## Requirement
In the excerpt below about validating a mitochondrial variant, list every key inside the "metadata" block together with its value.

## Reading passage
This is as full a validation as this tool can manage. There are no mito NM_ currently. We can consider adding transcripts. Also, the liftoiver does not include mito, but GRCh37 and GRCh38 are identical.

Peter-J-Freeman commented 4 years ago

So, now I need to establish what happens with NC_001807.4

Variant NC_001807.4:m.2941C>G

VV returns as expected

{
    "flag": "mitochondrial",
    "metadata": {
        "seqrepo_db": "2018-08-21",
        "uta_schema": "uta_20180821",
        "variantvalidator_hgvs_version": "1.2.5.vv1",
        "variantvalidator_version": "1.0.4.dev11+g97aec97"
    },
    "mitochondrial_variant_1": {
        "alt_genomic_loci": [],
        "gene_ids": {},
        "gene_symbol": "",
        "genome_context_intronic_sequence": "",
        "hgvs_lrg_transcript_variant": "",
        "hgvs_lrg_variant": "",
        "hgvs_predicted_protein_consequence": {
            "slr": "",
            "tlr": ""

## Dataset content
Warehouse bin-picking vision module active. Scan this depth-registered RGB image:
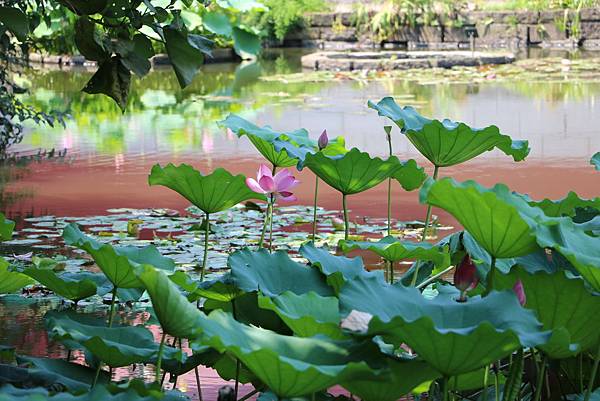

## Task result
- seqrepo_db: 2018-08-21
- uta_schema: uta_20180821
- variantvalidator_hgvs_version: 1.2.5.vv1
- variantvalidator_version: 1.0.4.dev11+g97aec97